抜粋文 >>
このように病状がますます悪化する人が増加する状況にも関わらず、GPグループは協定を破棄しようとし、1人2万元(約25万円)という一方的な提案を私たちに迫り、私たちが署名を拒否した直後に、この暴力事件が発生しました。
 同じGPグループの捷霸社(深セン)でも、働く仲間たちがカドミウム中毒または基準値オーバーという被害を受けています。
 深セン捷霸社は最近工場を閉鎖しましたが、カドミウムの基準値をオーバーして離職した仲間たちは、私たちが04年に離職したときよりも良い条件でした。1万元の補償金、労組からの5千元の補助金、毎月300元の栄養補助費(2度の検査で正常値が確認されるまで)というものです。この数日の私たちの行動は、政府が介入して恵州GP電池にも同様の補償を行わせることを求めたものでした。
 今回の暴行事件は早くから計画されたものです。でなければ、わずか3時間で300人もの暴漢を呼び集めて襲撃できるでしょうか。暴漢たちは交渉代表の顔をどうして識別できたのでしょうか。現場にいた仲間によると、一日50元で雇われたと暴漢たちが話していたとのことです。またある労働者は、警備員の制服を着た2人が暴漢らを連れてきたといいます。
 私たちは今回の暴力行為に対して非常に憤り、強く抗議します。
 私たちは、政府がすぐにこの暴力事件を徹底して調査し、凶悪犯罪者を逮捕し、黒幕を厳しく処罰することを要求します。そしてGPグループとGP電池は負傷者に対して治療費および補償金を支払うべきだと考えます。

課題一覧 >>
1. 抜粋文によると、暴漢たちは一日いくらで雇われたと話していたか。
2. 抜粋文で、カドミウムの基準値をオーバーして深セン捷霸社を離職した仲間たちが受けた条件をすべて挙げよ。
データの項目は抜粋文とは関係がない。

データセットの抜粋
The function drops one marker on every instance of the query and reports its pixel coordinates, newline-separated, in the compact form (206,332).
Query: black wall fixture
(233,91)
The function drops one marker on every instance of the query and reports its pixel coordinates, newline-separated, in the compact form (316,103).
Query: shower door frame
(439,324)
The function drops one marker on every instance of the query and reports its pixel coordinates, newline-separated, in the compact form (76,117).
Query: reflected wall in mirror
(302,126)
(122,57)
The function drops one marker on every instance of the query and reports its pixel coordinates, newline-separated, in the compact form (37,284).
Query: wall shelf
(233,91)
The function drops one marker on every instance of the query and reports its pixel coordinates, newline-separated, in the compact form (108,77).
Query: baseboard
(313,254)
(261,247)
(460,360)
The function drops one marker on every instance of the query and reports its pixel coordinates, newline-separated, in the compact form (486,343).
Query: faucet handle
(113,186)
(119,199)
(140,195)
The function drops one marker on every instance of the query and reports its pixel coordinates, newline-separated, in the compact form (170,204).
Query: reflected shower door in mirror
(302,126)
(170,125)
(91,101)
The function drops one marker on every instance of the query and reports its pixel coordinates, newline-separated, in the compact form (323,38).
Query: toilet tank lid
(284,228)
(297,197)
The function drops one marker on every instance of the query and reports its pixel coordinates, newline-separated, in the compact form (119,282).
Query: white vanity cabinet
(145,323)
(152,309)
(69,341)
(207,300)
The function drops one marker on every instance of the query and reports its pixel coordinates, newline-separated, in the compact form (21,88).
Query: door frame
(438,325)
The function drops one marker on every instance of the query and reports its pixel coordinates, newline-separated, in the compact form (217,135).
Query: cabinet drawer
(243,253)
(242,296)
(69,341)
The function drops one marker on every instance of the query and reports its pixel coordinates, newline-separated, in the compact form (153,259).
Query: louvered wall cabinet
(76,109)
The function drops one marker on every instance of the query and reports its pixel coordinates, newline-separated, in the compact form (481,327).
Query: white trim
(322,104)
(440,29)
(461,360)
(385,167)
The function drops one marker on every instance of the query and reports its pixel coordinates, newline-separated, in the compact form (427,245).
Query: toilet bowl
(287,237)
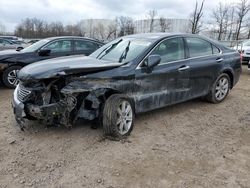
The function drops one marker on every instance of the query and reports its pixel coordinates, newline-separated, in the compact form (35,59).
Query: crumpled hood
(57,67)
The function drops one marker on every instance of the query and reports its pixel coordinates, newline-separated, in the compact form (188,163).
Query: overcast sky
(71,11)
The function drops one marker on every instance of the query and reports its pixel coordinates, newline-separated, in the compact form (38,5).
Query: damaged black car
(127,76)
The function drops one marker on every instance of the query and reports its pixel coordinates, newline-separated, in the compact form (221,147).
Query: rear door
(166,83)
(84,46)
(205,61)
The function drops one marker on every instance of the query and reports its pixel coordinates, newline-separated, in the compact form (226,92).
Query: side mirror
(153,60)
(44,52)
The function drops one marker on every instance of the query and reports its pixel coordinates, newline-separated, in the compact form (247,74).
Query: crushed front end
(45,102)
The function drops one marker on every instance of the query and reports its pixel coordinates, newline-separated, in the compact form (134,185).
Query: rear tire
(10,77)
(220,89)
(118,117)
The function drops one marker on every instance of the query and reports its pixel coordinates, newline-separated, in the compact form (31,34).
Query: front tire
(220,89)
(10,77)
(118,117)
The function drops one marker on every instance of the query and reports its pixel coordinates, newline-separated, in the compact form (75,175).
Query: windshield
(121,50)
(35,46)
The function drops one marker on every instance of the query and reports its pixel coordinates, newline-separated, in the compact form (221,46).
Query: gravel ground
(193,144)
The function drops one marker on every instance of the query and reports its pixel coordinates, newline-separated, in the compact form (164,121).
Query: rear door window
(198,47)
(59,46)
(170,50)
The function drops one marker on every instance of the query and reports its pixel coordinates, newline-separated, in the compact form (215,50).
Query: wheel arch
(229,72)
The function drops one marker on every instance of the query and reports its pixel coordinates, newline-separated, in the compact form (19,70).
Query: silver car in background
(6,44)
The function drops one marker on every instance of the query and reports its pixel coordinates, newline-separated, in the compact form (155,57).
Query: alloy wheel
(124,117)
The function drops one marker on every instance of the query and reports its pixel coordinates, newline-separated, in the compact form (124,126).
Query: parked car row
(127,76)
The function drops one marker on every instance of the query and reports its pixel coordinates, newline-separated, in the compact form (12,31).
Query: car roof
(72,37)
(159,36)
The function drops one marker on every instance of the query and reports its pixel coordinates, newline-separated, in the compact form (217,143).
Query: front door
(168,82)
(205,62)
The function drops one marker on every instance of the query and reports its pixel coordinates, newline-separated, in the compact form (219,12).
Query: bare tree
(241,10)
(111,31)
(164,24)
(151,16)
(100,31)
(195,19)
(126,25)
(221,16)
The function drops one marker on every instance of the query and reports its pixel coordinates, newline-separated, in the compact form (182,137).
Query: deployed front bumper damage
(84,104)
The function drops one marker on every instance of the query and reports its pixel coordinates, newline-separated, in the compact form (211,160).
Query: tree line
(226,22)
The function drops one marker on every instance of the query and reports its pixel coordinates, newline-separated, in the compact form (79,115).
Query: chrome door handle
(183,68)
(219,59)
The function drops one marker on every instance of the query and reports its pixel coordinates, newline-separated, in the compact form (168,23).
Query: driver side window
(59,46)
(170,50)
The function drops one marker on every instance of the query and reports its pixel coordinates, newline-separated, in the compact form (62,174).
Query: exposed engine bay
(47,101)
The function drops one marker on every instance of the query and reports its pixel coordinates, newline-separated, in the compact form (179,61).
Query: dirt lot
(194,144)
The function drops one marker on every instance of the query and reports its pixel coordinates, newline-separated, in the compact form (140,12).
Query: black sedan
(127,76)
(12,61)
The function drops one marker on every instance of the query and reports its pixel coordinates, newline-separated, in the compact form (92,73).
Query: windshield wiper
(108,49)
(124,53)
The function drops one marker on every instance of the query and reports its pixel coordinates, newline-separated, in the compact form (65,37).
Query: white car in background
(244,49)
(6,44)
---
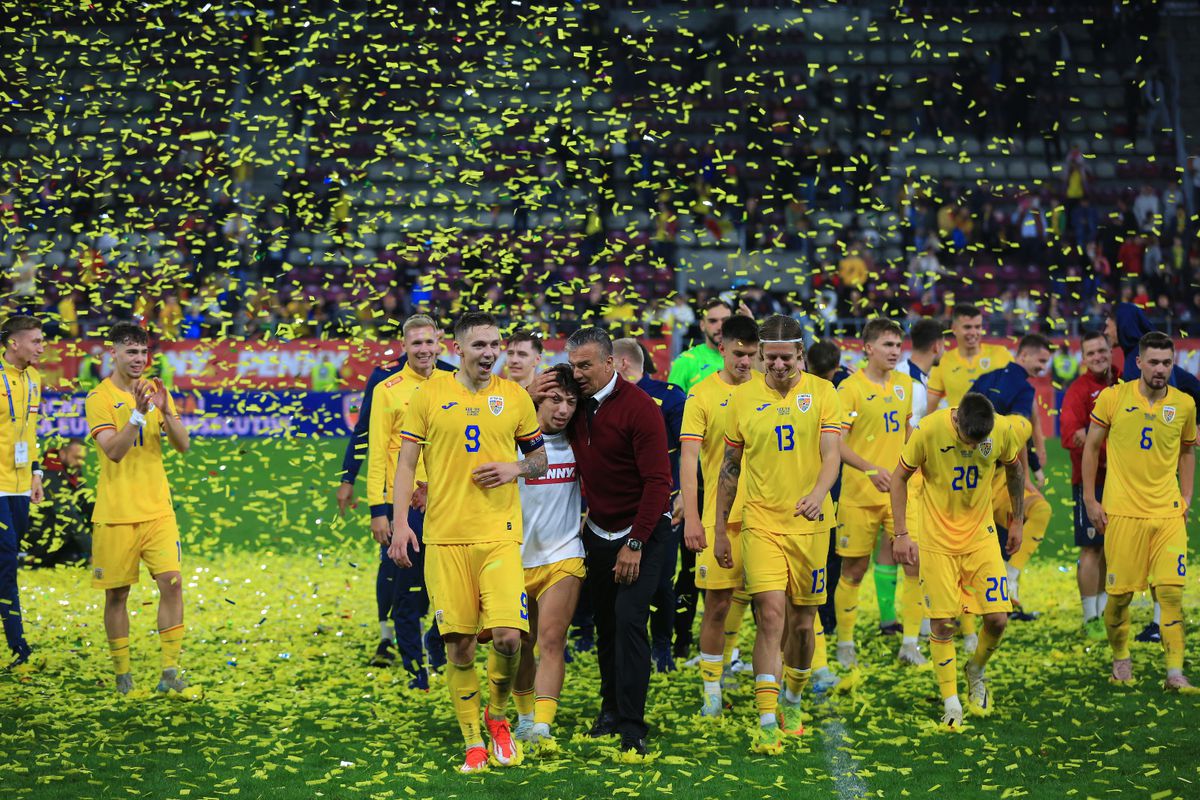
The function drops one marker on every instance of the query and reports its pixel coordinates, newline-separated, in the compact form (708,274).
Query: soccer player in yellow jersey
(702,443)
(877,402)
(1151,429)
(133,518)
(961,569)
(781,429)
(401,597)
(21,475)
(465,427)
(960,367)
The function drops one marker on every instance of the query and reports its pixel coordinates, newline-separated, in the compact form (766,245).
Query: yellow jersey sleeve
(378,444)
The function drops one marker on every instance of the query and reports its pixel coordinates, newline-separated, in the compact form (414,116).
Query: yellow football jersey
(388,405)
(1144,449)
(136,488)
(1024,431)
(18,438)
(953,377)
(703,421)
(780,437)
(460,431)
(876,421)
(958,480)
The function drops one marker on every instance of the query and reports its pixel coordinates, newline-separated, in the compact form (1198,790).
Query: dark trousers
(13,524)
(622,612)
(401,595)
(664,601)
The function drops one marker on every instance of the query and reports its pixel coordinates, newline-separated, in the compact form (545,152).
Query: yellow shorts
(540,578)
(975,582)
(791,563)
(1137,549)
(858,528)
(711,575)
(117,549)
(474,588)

解答 >>
1. 一日50元。

2.
1万元の補償金
労組からの5千元の補助金
毎月300元の栄養補助費(2度の検査で正常値が確認されるまで)